**Instructions for the task**
Can you copy the lines below word for word, starting at the line that contains "Task: indicate the steam" and ending at the last line?
........
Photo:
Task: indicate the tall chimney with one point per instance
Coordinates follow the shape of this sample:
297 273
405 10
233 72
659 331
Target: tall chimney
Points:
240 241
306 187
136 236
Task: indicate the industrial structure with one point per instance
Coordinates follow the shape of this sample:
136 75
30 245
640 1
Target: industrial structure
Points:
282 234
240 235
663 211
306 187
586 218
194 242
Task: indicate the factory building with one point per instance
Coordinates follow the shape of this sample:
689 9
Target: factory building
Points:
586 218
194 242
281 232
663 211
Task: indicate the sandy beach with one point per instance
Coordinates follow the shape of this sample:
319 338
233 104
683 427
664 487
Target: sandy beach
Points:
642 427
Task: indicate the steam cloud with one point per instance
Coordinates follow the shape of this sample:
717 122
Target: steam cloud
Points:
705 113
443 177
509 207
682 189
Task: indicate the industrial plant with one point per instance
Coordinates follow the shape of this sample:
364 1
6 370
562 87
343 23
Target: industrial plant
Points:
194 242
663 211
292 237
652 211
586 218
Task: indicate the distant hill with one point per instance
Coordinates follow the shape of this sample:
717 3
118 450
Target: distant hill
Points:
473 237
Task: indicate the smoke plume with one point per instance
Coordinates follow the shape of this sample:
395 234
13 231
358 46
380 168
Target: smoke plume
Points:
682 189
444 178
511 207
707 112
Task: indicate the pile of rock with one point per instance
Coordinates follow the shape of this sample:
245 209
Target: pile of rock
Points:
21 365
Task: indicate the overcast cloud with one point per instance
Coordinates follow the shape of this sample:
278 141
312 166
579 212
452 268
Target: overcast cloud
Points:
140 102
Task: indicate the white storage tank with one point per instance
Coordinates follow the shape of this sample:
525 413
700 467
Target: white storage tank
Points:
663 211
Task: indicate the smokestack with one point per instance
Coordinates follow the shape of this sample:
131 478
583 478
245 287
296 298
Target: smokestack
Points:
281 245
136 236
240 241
........
**Final result**
Task: indicate the steam cloud with one point per instance
Coordinates follow the shape of this sample:
717 122
Target: steam cloud
Points:
705 113
443 177
509 207
682 189
Task: indicate the industrial plant with one point per instance
Coordinates follow the shape of this sample:
364 1
6 370
562 87
343 23
Target: industrial plant
Points:
194 242
663 211
292 237
652 211
586 218
Task: indicate the distant hill with one point per instance
Coordinates follow the shape of this sample:
717 3
118 450
Target: distant hill
Points:
473 237
Task: indicate the smoke plume with one point per instance
Coordinates follow the shape of this sample:
395 234
13 231
358 46
380 168
Target: smoke plume
Points:
682 189
444 178
511 207
707 112
Task: indicate the pile of rock with one point per instance
Coordinates follow the shape of this sample:
245 209
Target: pile of rock
Points:
21 365
Task: indicate the overcast cloud with one point per instance
Coordinates follow the shape of this sample:
278 141
312 166
579 212
452 268
Target: overcast cloud
Points:
140 102
Task: indicate the white storage tank with one point per instance
Coordinates follow the shape of this sample:
525 413
700 467
Target: white storage tank
Points:
663 211
Task: indicate the smokestack with one point per instance
Coordinates follow the shape of this sample:
131 478
583 478
245 287
296 298
Target: smokestack
Points:
281 245
136 236
240 241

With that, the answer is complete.